How to complete this task:
Using the tips for motorists on cyclists below, write out the passage again, beginning at the words "Don't try to" and stopping after "passed the junction.", and swap "junction" for "crossroads" throughout.

Excerpted text:
The following tips for motorists have been prepared with the National Cycling Strategy Board to avoid adding to the 2,500 cyclists killed or seriously injured each year.
Cyclists don’t have steel armour round them like we do. Passing them at speed within a foot of their elbow may feel perfectly safe from where you are, but it is very disconcerting when you are the cyclist.

Sounding your horn when you are close will startle them, maybe into swerving in front of you. They will usually be aware of you already! Slow down around cyclists and drive smoothly. Keep within the speed limit.

In traffic, make sure that you don’t cut up a cyclist who is about to pass you on the near side.

Don't try to cut across a cyclist when you need to turn left at a junction. Wait behind the cyclist until the cyclist has either turned left or passed the junction.

Park with care and prevent any passengers from opening a door until you are sure that there is no cyclist coming up on either side. Likewise, check over your shoulder to see there’s no cyclist approaching before opening the driver’s door.

Cyclists are advised to take a prominent position in the road well ahead of any manoeuvre to ensure they are in the right place at the right time. If they ride in the middle of the road it is probably not to obstruct your path, but to ensure that they are seen by you and by other motorists.

Cyclists often ride at some distance from the kerb to avoid drains and potholes and to discourage motorists from squeezing them on narrow roads. It is not in their interest to delay motorists deliberately. Remember too that their ability to signal is limited compared to ours, so try to anticipate what they might do from the position they have taken on the road. Please be patient.

Information shown:
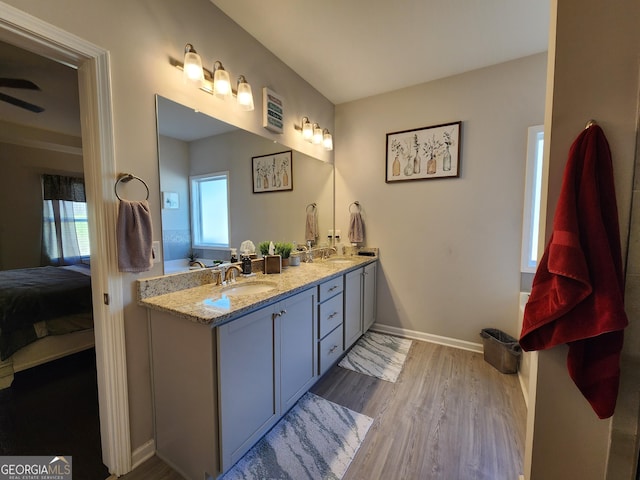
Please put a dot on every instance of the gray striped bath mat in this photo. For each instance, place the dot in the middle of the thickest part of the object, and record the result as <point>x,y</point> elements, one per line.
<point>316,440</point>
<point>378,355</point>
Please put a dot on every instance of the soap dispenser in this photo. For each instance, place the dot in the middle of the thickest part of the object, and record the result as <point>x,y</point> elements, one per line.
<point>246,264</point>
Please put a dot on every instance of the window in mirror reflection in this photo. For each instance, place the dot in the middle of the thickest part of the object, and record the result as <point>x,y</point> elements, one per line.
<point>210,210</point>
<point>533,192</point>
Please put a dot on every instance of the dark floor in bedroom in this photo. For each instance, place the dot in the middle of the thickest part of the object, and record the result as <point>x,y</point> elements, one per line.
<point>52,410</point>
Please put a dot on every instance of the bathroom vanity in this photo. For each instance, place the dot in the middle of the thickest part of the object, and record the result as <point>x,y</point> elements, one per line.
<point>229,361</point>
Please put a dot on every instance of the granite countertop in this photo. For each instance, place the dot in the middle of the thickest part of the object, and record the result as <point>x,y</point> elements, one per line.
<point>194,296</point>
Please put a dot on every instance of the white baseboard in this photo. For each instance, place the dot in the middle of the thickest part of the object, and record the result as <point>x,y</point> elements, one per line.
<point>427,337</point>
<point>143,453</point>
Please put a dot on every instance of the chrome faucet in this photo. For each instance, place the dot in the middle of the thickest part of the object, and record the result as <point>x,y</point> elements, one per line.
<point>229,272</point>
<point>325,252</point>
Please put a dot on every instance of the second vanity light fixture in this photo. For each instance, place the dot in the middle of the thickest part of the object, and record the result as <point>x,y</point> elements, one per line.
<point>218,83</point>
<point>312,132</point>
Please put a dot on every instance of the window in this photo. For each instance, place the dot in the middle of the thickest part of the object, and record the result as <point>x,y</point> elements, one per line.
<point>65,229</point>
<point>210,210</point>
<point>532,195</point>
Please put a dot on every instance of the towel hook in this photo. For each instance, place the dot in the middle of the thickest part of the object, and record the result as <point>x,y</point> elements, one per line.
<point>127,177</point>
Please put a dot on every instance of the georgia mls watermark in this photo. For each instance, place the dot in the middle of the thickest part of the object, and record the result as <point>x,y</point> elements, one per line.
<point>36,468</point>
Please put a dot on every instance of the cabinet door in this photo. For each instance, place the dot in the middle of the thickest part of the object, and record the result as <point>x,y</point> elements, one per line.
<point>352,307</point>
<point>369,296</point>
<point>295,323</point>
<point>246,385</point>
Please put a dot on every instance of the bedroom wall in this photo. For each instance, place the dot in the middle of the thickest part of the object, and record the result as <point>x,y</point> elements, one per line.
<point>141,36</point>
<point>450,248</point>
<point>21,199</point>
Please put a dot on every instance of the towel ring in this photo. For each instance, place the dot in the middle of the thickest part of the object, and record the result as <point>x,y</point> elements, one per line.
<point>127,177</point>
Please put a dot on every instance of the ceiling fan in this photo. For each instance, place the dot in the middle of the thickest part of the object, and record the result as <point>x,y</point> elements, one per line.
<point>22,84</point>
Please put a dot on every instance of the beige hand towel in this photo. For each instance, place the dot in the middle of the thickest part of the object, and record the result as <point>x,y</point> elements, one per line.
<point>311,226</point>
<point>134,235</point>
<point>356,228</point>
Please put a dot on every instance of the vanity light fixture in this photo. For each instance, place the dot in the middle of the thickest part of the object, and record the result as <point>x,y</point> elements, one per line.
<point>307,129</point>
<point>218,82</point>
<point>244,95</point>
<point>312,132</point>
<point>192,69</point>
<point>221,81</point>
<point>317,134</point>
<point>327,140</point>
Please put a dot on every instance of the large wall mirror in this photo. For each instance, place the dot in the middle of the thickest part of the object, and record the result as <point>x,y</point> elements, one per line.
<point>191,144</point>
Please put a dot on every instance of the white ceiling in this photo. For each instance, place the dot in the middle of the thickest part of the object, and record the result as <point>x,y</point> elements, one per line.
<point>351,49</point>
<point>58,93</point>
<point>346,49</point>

Task response:
Don't try to cut across a cyclist when you need to turn left at a crossroads. Wait behind the cyclist until the cyclist has either turned left or passed the crossroads.